# [What needs to be done]
Turn every line of the entries below into a Markdown table with two columns, Row and Line. Put the row number under Row and the line itself under Line, skip blank lines, and leave the pictures out.

________________________

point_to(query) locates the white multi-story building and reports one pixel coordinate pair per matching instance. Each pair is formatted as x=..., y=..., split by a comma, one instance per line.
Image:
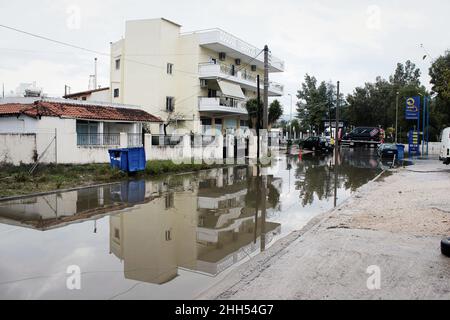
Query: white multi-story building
x=194, y=81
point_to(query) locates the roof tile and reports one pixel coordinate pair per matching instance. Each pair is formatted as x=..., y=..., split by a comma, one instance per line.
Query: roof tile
x=76, y=111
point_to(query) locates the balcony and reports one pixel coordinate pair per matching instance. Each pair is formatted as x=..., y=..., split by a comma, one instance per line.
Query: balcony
x=222, y=105
x=222, y=41
x=246, y=79
x=98, y=140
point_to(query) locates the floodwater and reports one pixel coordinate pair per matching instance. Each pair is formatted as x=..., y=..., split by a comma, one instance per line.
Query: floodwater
x=168, y=238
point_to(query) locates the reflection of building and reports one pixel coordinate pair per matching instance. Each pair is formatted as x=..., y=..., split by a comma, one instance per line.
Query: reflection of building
x=59, y=209
x=155, y=238
x=203, y=224
x=228, y=227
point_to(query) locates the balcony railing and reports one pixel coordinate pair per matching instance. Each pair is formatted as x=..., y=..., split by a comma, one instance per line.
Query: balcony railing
x=221, y=37
x=100, y=139
x=169, y=140
x=221, y=70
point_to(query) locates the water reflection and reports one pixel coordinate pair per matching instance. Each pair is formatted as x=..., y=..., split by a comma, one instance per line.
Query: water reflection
x=203, y=223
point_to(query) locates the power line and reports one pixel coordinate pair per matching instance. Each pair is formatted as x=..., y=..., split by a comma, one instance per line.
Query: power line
x=87, y=49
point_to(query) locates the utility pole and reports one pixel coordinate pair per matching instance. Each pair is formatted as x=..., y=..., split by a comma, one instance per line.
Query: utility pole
x=424, y=123
x=396, y=119
x=291, y=127
x=336, y=145
x=336, y=138
x=266, y=88
x=265, y=127
x=95, y=77
x=258, y=117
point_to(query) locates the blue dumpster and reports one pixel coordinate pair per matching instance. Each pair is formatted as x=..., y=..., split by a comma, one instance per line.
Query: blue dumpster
x=400, y=151
x=128, y=159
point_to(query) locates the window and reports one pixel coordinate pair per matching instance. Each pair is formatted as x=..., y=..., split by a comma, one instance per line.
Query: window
x=212, y=93
x=169, y=235
x=170, y=104
x=169, y=68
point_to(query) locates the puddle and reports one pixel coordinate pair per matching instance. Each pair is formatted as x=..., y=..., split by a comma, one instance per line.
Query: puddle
x=169, y=238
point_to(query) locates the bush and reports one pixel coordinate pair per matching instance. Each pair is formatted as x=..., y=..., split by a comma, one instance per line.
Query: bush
x=22, y=177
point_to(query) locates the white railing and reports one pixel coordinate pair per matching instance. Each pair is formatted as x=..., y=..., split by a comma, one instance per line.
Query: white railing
x=221, y=104
x=221, y=70
x=220, y=36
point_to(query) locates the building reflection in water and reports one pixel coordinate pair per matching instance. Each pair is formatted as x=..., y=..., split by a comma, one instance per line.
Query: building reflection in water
x=205, y=229
x=203, y=223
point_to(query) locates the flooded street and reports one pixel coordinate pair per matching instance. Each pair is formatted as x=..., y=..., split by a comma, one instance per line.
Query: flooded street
x=168, y=238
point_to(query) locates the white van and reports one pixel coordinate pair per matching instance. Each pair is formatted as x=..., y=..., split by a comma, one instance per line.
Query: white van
x=445, y=146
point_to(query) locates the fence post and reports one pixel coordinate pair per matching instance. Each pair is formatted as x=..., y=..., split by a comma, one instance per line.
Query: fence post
x=230, y=148
x=187, y=148
x=148, y=145
x=123, y=140
x=219, y=146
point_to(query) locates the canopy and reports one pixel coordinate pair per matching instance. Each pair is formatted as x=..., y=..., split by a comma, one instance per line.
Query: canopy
x=231, y=90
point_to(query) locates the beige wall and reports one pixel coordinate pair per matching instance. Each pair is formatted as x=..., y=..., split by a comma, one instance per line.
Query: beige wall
x=152, y=44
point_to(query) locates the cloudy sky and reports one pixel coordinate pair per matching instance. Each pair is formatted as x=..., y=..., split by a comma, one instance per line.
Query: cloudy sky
x=352, y=41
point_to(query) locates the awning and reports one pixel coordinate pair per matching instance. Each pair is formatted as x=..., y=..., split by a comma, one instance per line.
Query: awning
x=231, y=90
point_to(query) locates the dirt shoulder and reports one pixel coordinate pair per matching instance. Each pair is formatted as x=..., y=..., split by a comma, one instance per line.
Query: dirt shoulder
x=395, y=223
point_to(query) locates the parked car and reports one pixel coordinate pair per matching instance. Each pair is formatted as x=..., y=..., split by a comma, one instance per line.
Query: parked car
x=365, y=134
x=316, y=144
x=445, y=146
x=387, y=150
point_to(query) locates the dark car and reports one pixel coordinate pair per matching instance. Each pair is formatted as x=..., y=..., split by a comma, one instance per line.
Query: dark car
x=387, y=150
x=316, y=144
x=365, y=134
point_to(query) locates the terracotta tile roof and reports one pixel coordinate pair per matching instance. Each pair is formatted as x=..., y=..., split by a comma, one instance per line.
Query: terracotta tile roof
x=77, y=111
x=85, y=93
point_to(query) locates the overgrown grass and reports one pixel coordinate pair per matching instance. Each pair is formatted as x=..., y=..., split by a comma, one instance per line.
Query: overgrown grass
x=15, y=180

________________________

# [Expected output]
| Row | Line |
|---|---|
| 1 | point_to(query) locates the white multi-story building and reports one pixel coordinate pair per matching instance. Each pair is formatted as x=..., y=..., split by a comma, one instance per line. |
| 2 | Image: |
| 3 | Query: white multi-story building |
| 4 | x=194, y=81 |
| 5 | point_to(query) locates the roof tile and reports one pixel coordinate pair per matching instance. Each pair is formatted as x=..., y=..., split by a comma, one instance per line. |
| 6 | Query: roof tile |
| 7 | x=76, y=111 |
| 8 | point_to(query) locates the balcony and reports one pixel coordinate pair per matching instance. Each pair is formatted as x=..., y=..., split by a comma, one instance per line. |
| 9 | Query: balcony |
| 10 | x=222, y=105 |
| 11 | x=222, y=41 |
| 12 | x=246, y=79 |
| 13 | x=98, y=140 |
| 14 | point_to(query) locates the floodwater and reports one pixel coordinate pair per matching instance. Each pair is formatted as x=..., y=..., split by a comma, one instance per line. |
| 15 | Query: floodwater |
| 16 | x=168, y=238 |
| 17 | point_to(query) locates the reflection of building and reports one pixel coordinate pair per matching instance. Each pair is formatted as x=..., y=..., split by a comma, one instance per line. |
| 18 | Query: reflection of building |
| 19 | x=59, y=209 |
| 20 | x=155, y=238 |
| 21 | x=203, y=224 |
| 22 | x=228, y=227 |
| 23 | point_to(query) locates the balcony railing and reports one pixel coordinate pair per matching instance. Each pair is formatted as x=..., y=..., split by a comma, one instance per line. |
| 24 | Query: balcony railing |
| 25 | x=221, y=37 |
| 26 | x=100, y=139 |
| 27 | x=169, y=140 |
| 28 | x=221, y=70 |
| 29 | point_to(query) locates the water reflection and reports one pixel coordinate pair per matching instance. Each pair is formatted as x=..., y=..., split by a comma, one instance per line. |
| 30 | Query: water reflection |
| 31 | x=203, y=223 |
| 32 | point_to(query) locates the power line and reports one pixel coordinate pair per matching instance. Each pair is formatted as x=..., y=..., split by a comma, one instance per line. |
| 33 | Query: power line |
| 34 | x=87, y=49 |
| 35 | point_to(query) locates the utility pole and reports one pixel coordinate pair per matching instance. Each pair is formatted as x=..., y=..., split by a comma, one instance per line. |
| 36 | Query: utility pole |
| 37 | x=424, y=123 |
| 38 | x=396, y=119 |
| 39 | x=291, y=127 |
| 40 | x=336, y=145 |
| 41 | x=336, y=138 |
| 42 | x=266, y=88 |
| 43 | x=265, y=127 |
| 44 | x=95, y=77 |
| 45 | x=258, y=117 |
| 46 | point_to(query) locates the blue dumpster and reports one pixel coordinate pair per matching instance. Each pair is formatted as x=..., y=..., split by a comma, one instance per line. |
| 47 | Query: blue dumpster |
| 48 | x=400, y=151 |
| 49 | x=128, y=159 |
| 50 | point_to(query) locates the window and reports one pixel coordinate pair per matching instance. Each pair is formatted as x=..., y=..., split by a comma, one instance per line. |
| 51 | Query: window |
| 52 | x=212, y=93 |
| 53 | x=169, y=235 |
| 54 | x=170, y=104 |
| 55 | x=169, y=68 |
| 56 | point_to(query) locates the puddle and reports one pixel coordinate pair per matching instance. Each pair is formatted as x=..., y=..., split by a comma, one instance per line. |
| 57 | Query: puddle |
| 58 | x=169, y=238 |
| 59 | point_to(query) locates the bush and reports one pixel coordinate pair per matching instance. Each pair is formatted as x=..., y=..., split by a comma, one instance per line. |
| 60 | Query: bush |
| 61 | x=22, y=177 |
| 62 | point_to(query) locates the white railing and reports one pixel coordinate pair per matching instance. Each pair is formatted as x=..., y=..., split by a comma, one instance per line. |
| 63 | Query: white railing |
| 64 | x=221, y=104 |
| 65 | x=221, y=70 |
| 66 | x=220, y=36 |
| 67 | point_to(query) locates the building reflection in water and reports one pixel coordinate pair per matching instance. Each pair is formatted as x=..., y=..., split by a comma, one instance per line. |
| 68 | Query: building reflection in water |
| 69 | x=205, y=229 |
| 70 | x=203, y=223 |
| 71 | point_to(query) locates the flooded street and reports one pixel coordinate pair per matching instance. Each pair is formatted as x=..., y=..., split by a comma, one instance per line. |
| 72 | Query: flooded street |
| 73 | x=168, y=238 |
| 74 | point_to(query) locates the white van and reports one pixel coordinate pair per matching instance. Each pair is formatted as x=..., y=..., split by a comma, one instance per line. |
| 75 | Query: white van |
| 76 | x=445, y=146 |
| 77 | point_to(query) locates the fence post and reports one pixel coordinate pair per matching instance. Each pair is formatted as x=..., y=..., split by a comma, one instance per line. |
| 78 | Query: fence post |
| 79 | x=230, y=148 |
| 80 | x=187, y=148 |
| 81 | x=148, y=145 |
| 82 | x=123, y=140 |
| 83 | x=219, y=146 |
| 84 | point_to(query) locates the canopy and reports one pixel coordinate pair per matching instance. Each pair is formatted as x=..., y=..., split by a comma, one instance per line. |
| 85 | Query: canopy |
| 86 | x=231, y=90 |
| 87 | point_to(query) locates the beige wall and reports one pixel coordinate pair per matching instance. Each pair is formatted as x=..., y=..., split by a comma, one instance per line. |
| 88 | Query: beige wall |
| 89 | x=152, y=44 |
| 90 | point_to(query) locates the cloudy sky and reports one pixel coordinate pair per matching instance. Each pair is formatted as x=..., y=..., split by a comma, one instance per line. |
| 91 | Query: cloudy sky |
| 92 | x=352, y=41 |
| 93 | point_to(query) locates the awning and reports one pixel coordinate pair per matching instance. Each pair is formatted as x=..., y=..., split by a comma, one instance per line. |
| 94 | Query: awning |
| 95 | x=231, y=90 |
| 96 | point_to(query) locates the dirt shoulder and reports one pixel coordinate pair per matching instance. Each pair is formatted as x=..., y=..., split by a comma, one instance per line. |
| 97 | Query: dirt shoulder |
| 98 | x=395, y=223 |
| 99 | point_to(query) locates the parked car and reports one pixel coordinate pair per matching instance. Each pair is formatted as x=..., y=..., split by a comma, one instance per line. |
| 100 | Query: parked car |
| 101 | x=365, y=134 |
| 102 | x=316, y=144 |
| 103 | x=445, y=146 |
| 104 | x=387, y=150 |
| 105 | point_to(query) locates the dark car and reports one pixel coordinate pair per matching instance. Each pair is formatted as x=..., y=..., split by a comma, one instance per line. |
| 106 | Query: dark car |
| 107 | x=387, y=150 |
| 108 | x=316, y=144 |
| 109 | x=365, y=134 |
| 110 | point_to(query) locates the terracotta tile roof and reports one pixel coordinate pair per matching instance. Each pair is formatted as x=..., y=..., split by a comma, one instance per line. |
| 111 | Query: terracotta tile roof |
| 112 | x=77, y=111 |
| 113 | x=85, y=93 |
| 114 | point_to(query) locates the overgrown grass and reports one pixel coordinate pair per matching instance. Each pair is formatted as x=..., y=..., split by a comma, one instance per line. |
| 115 | Query: overgrown grass |
| 116 | x=15, y=180 |